**WORK REQUIRED**: What you return must be the lines of the data that hold the word "sleeve".

[Stored items]
------------------------

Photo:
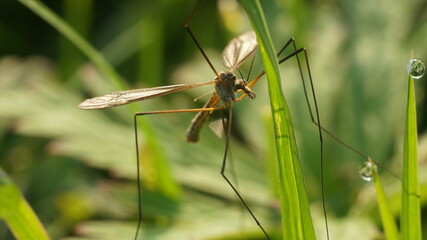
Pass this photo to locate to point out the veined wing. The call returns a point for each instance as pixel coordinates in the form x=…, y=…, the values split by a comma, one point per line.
x=239, y=49
x=128, y=96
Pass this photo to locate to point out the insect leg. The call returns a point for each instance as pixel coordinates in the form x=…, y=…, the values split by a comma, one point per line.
x=138, y=170
x=224, y=162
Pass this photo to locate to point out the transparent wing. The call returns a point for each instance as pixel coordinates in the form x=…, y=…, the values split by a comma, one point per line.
x=239, y=49
x=124, y=97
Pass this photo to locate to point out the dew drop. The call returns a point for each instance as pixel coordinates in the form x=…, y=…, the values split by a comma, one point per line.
x=416, y=68
x=366, y=171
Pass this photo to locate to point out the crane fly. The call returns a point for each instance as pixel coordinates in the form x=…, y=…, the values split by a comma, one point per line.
x=226, y=86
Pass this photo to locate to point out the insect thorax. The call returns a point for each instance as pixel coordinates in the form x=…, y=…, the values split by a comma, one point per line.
x=225, y=87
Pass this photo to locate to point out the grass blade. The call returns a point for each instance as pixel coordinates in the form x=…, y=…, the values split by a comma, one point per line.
x=296, y=217
x=411, y=215
x=18, y=215
x=390, y=227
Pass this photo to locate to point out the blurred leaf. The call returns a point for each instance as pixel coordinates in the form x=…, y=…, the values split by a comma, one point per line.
x=16, y=212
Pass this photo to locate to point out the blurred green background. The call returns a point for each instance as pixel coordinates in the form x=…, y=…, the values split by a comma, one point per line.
x=77, y=168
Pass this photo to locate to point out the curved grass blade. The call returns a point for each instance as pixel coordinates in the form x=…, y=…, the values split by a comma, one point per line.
x=17, y=213
x=296, y=218
x=411, y=215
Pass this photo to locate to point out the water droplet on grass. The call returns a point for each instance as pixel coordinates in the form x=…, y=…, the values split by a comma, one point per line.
x=366, y=171
x=416, y=68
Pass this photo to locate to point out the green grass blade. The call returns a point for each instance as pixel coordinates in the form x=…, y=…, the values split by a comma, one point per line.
x=296, y=217
x=390, y=226
x=16, y=212
x=411, y=215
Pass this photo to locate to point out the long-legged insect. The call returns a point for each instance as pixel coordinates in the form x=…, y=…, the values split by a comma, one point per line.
x=226, y=86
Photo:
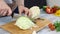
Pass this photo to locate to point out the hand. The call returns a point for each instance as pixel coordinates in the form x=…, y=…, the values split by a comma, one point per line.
x=4, y=9
x=25, y=10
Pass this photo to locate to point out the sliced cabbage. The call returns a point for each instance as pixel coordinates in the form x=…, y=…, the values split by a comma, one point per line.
x=35, y=12
x=24, y=23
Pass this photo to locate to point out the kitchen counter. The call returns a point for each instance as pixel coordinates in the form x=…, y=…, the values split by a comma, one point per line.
x=51, y=17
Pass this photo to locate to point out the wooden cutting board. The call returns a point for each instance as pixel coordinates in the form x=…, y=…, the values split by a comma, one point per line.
x=13, y=29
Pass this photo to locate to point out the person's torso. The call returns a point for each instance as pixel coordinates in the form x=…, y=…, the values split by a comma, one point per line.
x=30, y=3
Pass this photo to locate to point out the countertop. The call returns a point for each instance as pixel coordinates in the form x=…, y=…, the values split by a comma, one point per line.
x=51, y=17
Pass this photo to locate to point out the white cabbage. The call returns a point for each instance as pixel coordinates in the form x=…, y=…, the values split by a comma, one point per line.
x=24, y=23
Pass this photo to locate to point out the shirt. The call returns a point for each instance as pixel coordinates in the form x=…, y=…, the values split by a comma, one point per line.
x=8, y=1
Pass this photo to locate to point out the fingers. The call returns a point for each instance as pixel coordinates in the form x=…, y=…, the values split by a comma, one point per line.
x=9, y=12
x=27, y=12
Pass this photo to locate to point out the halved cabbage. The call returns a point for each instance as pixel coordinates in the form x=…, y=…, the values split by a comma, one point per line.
x=24, y=23
x=35, y=12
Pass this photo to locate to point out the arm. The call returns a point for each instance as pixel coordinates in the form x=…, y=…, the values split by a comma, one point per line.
x=20, y=2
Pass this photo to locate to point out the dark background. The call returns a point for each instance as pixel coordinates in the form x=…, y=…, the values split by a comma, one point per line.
x=30, y=3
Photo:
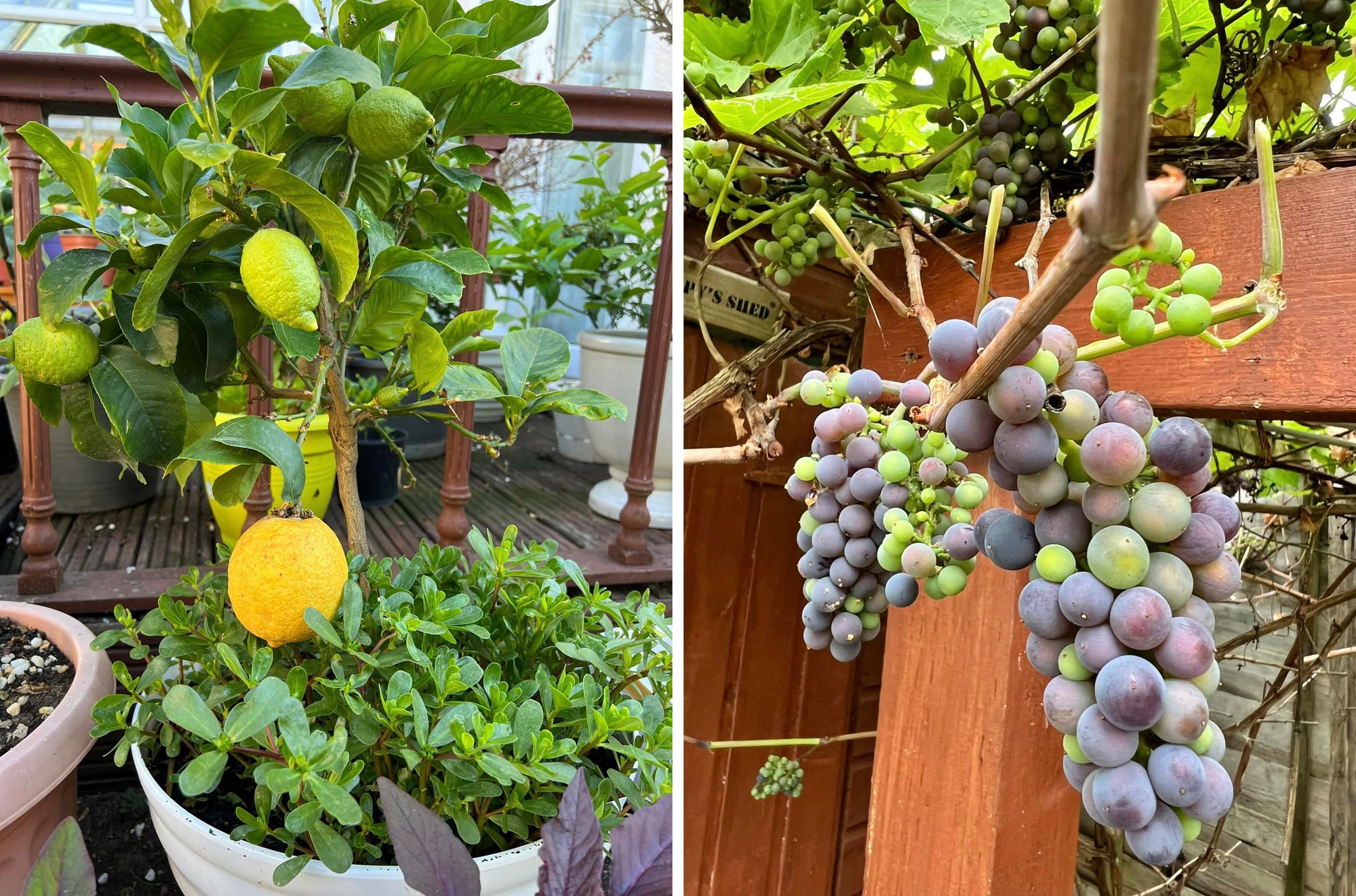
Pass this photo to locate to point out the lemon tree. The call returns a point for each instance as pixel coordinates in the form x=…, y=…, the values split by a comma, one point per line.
x=317, y=199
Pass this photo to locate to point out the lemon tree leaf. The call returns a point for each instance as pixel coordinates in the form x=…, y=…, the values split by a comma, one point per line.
x=534, y=356
x=66, y=280
x=234, y=486
x=468, y=383
x=49, y=224
x=204, y=152
x=500, y=106
x=158, y=344
x=129, y=44
x=334, y=63
x=250, y=440
x=441, y=73
x=360, y=20
x=148, y=302
x=428, y=356
x=508, y=24
x=144, y=405
x=75, y=170
x=466, y=326
x=47, y=399
x=386, y=317
x=585, y=403
x=234, y=32
x=326, y=219
x=254, y=108
x=89, y=436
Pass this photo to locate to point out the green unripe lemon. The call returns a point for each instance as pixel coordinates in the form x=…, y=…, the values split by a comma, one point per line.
x=281, y=279
x=323, y=109
x=388, y=123
x=56, y=357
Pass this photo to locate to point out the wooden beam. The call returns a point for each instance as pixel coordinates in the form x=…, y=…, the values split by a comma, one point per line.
x=1301, y=368
x=969, y=795
x=631, y=548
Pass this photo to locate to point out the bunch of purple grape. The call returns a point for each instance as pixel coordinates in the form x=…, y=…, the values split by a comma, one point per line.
x=889, y=506
x=1126, y=554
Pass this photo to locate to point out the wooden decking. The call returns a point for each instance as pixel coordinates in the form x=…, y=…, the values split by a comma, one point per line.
x=136, y=552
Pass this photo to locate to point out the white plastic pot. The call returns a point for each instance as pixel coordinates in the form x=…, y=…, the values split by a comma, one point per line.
x=611, y=361
x=208, y=863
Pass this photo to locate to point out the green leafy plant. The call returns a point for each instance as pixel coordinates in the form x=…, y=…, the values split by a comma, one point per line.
x=608, y=250
x=481, y=684
x=258, y=218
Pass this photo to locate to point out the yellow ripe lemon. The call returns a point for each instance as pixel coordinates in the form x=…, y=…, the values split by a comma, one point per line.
x=281, y=279
x=279, y=569
x=56, y=357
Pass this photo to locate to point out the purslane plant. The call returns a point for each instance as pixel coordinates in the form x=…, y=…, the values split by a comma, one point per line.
x=481, y=684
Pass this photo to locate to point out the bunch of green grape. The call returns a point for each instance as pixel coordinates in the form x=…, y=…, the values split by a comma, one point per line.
x=889, y=506
x=1128, y=304
x=779, y=776
x=1043, y=30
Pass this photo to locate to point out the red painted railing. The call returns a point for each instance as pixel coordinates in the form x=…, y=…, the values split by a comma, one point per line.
x=35, y=86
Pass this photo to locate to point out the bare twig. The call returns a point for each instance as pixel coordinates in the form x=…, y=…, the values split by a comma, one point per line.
x=1030, y=262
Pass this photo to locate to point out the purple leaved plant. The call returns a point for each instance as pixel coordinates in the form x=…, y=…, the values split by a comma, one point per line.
x=437, y=864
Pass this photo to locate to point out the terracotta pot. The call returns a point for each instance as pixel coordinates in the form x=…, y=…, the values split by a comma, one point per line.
x=39, y=776
x=86, y=242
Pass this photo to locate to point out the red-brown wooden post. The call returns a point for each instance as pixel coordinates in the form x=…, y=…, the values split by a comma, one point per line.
x=631, y=547
x=41, y=571
x=456, y=466
x=258, y=405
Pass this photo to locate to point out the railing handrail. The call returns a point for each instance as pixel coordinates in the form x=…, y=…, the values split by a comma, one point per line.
x=74, y=85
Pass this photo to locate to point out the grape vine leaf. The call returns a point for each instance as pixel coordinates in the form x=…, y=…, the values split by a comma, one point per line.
x=751, y=113
x=957, y=22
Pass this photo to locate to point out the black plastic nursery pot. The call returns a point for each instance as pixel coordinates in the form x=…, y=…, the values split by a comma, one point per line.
x=379, y=468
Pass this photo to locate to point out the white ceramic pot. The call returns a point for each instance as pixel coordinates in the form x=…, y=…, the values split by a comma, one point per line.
x=611, y=361
x=573, y=430
x=208, y=863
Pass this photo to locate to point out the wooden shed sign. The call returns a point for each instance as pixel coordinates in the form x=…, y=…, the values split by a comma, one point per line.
x=729, y=302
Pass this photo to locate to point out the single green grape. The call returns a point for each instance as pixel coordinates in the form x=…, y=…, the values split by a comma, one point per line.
x=951, y=581
x=1056, y=563
x=1202, y=280
x=1189, y=315
x=1046, y=364
x=1114, y=304
x=1072, y=668
x=1138, y=329
x=1075, y=752
x=894, y=467
x=1115, y=277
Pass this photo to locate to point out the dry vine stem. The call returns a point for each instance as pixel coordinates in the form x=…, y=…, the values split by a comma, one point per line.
x=1119, y=209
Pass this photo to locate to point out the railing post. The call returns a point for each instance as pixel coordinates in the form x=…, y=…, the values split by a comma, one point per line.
x=631, y=547
x=258, y=405
x=456, y=466
x=41, y=571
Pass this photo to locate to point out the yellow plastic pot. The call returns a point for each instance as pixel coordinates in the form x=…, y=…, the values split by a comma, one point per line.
x=319, y=455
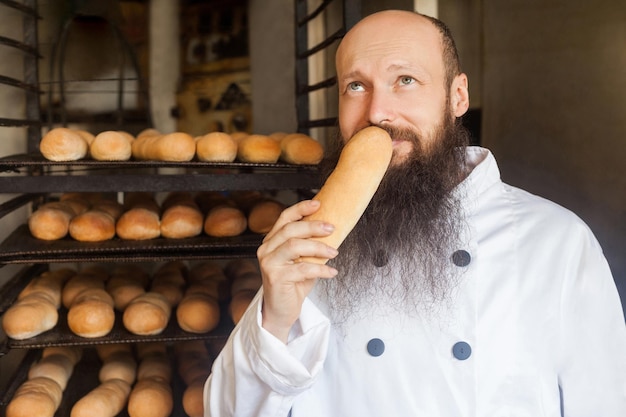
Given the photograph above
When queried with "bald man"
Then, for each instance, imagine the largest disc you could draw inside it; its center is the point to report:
(455, 294)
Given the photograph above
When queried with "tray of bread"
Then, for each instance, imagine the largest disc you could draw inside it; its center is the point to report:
(147, 379)
(109, 303)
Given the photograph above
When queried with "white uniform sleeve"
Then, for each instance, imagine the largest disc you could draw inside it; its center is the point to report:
(258, 375)
(592, 373)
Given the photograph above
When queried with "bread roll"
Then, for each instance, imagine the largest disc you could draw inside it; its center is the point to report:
(91, 314)
(216, 147)
(39, 397)
(239, 303)
(30, 316)
(49, 283)
(93, 226)
(301, 149)
(138, 224)
(111, 146)
(150, 398)
(51, 221)
(147, 314)
(198, 313)
(175, 147)
(348, 190)
(63, 144)
(181, 221)
(263, 215)
(224, 221)
(258, 149)
(106, 400)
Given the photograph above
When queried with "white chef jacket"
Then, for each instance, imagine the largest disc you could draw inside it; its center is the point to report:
(535, 328)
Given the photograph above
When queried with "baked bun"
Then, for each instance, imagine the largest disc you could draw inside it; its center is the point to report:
(63, 144)
(30, 316)
(92, 226)
(111, 146)
(258, 149)
(147, 314)
(38, 396)
(91, 313)
(216, 147)
(224, 221)
(300, 149)
(51, 221)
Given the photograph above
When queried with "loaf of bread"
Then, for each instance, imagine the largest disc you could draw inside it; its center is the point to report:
(147, 314)
(258, 149)
(111, 145)
(91, 313)
(225, 220)
(92, 226)
(106, 400)
(348, 190)
(198, 313)
(49, 283)
(300, 149)
(216, 147)
(30, 316)
(263, 215)
(138, 224)
(63, 144)
(51, 221)
(152, 395)
(174, 147)
(39, 396)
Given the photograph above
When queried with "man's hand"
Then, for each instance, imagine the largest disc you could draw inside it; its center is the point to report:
(286, 282)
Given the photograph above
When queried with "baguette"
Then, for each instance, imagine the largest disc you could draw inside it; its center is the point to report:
(348, 190)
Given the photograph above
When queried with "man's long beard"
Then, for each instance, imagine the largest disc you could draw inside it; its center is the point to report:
(399, 253)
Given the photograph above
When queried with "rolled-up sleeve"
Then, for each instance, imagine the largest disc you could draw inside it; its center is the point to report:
(256, 374)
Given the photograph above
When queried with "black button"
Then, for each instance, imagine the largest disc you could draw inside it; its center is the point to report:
(375, 347)
(381, 258)
(461, 258)
(461, 350)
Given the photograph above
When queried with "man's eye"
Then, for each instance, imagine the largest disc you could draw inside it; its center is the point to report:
(355, 86)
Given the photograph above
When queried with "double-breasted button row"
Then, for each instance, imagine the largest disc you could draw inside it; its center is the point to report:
(460, 350)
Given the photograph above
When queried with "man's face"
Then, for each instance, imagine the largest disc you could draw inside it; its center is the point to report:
(391, 73)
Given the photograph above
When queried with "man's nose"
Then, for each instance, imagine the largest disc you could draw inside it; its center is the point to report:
(381, 107)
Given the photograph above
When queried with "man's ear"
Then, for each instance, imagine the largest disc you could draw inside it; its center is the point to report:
(459, 95)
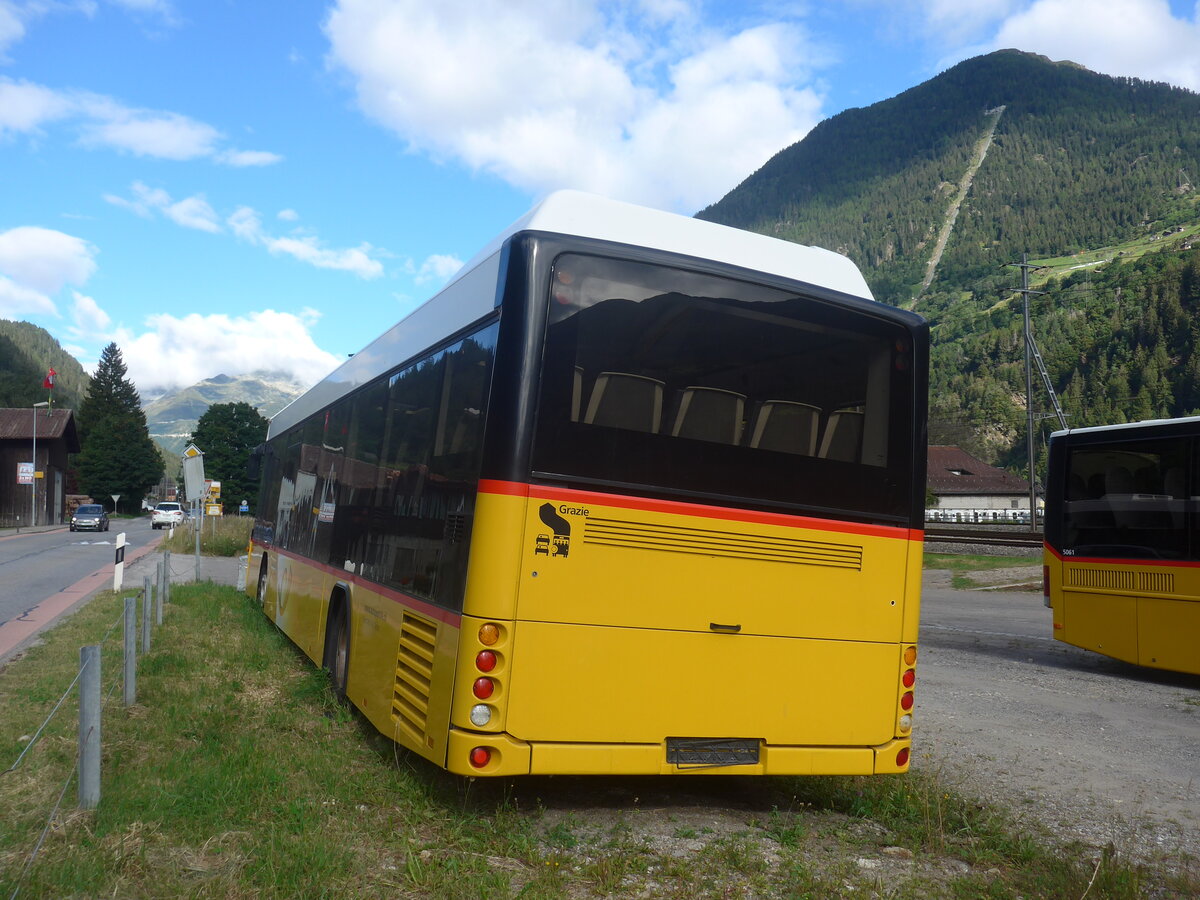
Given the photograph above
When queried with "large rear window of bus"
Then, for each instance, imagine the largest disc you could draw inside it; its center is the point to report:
(1128, 499)
(676, 382)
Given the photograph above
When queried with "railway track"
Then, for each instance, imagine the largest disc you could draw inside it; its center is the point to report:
(999, 538)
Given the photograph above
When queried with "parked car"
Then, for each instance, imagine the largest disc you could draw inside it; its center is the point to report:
(89, 516)
(167, 514)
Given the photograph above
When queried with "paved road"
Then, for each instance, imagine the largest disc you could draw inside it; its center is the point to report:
(49, 571)
(35, 565)
(1097, 749)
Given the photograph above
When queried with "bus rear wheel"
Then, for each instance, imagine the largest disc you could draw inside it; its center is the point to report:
(337, 649)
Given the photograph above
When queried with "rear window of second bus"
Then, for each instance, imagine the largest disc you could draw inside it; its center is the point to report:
(1128, 501)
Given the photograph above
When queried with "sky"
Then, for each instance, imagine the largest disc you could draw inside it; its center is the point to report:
(227, 186)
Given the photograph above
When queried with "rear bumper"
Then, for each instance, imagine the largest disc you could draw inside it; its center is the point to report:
(510, 756)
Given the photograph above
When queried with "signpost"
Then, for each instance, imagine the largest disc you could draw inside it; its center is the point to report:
(193, 490)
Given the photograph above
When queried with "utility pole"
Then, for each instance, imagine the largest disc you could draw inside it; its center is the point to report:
(1029, 384)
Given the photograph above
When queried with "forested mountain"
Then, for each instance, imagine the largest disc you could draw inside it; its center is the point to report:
(936, 191)
(27, 353)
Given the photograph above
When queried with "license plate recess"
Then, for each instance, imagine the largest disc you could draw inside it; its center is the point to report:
(713, 751)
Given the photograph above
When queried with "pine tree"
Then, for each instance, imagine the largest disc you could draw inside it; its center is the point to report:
(226, 433)
(118, 455)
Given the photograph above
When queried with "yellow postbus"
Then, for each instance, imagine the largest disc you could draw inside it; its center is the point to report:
(633, 493)
(1122, 541)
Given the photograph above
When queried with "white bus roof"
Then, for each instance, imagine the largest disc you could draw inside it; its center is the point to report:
(1127, 426)
(471, 293)
(586, 215)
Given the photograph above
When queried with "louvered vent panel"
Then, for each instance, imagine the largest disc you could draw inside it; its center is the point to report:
(1121, 580)
(414, 676)
(702, 541)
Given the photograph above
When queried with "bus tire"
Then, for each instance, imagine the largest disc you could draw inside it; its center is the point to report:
(337, 646)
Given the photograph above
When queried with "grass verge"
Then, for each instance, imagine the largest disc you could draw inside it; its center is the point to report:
(220, 537)
(237, 774)
(964, 565)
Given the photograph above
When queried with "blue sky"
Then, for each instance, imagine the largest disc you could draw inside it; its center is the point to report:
(223, 186)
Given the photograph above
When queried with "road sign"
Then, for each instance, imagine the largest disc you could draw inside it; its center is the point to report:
(193, 473)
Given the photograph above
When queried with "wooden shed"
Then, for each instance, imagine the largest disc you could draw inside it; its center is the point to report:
(57, 437)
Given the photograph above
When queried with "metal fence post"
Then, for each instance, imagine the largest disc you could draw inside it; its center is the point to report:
(89, 726)
(166, 576)
(145, 624)
(131, 653)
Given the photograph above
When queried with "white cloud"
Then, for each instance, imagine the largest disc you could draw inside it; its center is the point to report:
(103, 121)
(17, 301)
(25, 107)
(246, 225)
(175, 352)
(89, 318)
(43, 259)
(241, 159)
(575, 96)
(437, 268)
(165, 136)
(190, 213)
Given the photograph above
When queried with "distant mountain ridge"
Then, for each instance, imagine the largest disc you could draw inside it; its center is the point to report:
(172, 417)
(1074, 161)
(939, 192)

------------------------

**EXPECTED OUTPUT**:
When queried with "white uniform sleeve"
When queried with "rolled-up sleeve"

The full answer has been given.